== Task to carry out ==
In the lines below, find the one that contains "Point to the ocean" and write it out exactly, along with every line that follows it.

== Record excerpts ==
┄┄┄┄┄┄┄┄┄┄

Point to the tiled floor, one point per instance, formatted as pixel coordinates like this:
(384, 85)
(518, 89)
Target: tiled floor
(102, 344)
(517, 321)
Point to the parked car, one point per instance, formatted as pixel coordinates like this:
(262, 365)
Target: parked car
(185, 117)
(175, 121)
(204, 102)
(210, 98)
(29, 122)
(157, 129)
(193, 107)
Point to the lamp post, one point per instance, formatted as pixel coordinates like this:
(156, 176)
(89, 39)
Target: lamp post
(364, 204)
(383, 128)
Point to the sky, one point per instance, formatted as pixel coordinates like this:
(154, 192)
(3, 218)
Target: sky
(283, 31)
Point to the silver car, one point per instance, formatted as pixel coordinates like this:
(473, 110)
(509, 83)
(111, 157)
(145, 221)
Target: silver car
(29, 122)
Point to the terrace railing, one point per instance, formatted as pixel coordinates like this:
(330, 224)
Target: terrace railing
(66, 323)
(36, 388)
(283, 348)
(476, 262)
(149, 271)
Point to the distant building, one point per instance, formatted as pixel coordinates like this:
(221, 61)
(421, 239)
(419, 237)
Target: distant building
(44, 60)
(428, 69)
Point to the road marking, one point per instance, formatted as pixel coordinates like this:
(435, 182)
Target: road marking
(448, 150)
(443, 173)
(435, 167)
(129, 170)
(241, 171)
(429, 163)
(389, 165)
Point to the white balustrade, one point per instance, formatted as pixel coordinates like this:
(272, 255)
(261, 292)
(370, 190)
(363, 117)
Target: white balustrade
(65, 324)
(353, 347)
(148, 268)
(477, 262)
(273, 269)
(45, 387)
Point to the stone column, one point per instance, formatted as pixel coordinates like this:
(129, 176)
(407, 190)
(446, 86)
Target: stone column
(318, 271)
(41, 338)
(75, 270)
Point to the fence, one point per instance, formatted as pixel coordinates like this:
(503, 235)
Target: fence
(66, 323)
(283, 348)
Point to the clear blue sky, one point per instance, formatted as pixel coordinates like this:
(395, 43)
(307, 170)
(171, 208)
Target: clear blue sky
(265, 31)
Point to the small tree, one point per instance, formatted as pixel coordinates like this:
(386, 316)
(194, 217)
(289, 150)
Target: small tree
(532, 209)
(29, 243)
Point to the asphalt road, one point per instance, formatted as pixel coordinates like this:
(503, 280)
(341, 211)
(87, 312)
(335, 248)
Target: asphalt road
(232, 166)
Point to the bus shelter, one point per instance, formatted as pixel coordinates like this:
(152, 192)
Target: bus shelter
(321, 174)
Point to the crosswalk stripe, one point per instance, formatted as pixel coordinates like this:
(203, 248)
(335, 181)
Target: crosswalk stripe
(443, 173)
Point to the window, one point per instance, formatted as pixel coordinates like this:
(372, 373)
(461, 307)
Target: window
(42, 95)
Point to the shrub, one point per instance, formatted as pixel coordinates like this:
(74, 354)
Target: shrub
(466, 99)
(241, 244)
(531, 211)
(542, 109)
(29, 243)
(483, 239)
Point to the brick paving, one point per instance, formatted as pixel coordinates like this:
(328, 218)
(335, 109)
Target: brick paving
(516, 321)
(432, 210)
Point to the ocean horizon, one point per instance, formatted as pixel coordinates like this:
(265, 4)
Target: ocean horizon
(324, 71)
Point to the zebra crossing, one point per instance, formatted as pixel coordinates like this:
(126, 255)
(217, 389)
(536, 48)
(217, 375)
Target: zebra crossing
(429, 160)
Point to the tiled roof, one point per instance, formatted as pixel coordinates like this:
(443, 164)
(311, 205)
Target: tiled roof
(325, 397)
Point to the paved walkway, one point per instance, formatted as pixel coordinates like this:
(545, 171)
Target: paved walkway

┄┄┄┄┄┄┄┄┄┄

== Finished task ==
Point to the ocean horizon, one point per instance, formatted as pixel coordinates like this:
(265, 4)
Target: ocean horizon
(324, 71)
Point to the zebra crossing, one point per instance, formatted as pixel coordinates like this:
(126, 255)
(217, 389)
(536, 48)
(217, 375)
Target: zebra crossing
(429, 160)
Point to the tiled roof, one point per instance, formatted as pixel coordinates like this:
(443, 164)
(311, 205)
Target: tiled roof
(325, 397)
Point to the paved walkway, one point per instance, formatted as pixel coordinates like this:
(545, 171)
Target: paved walkway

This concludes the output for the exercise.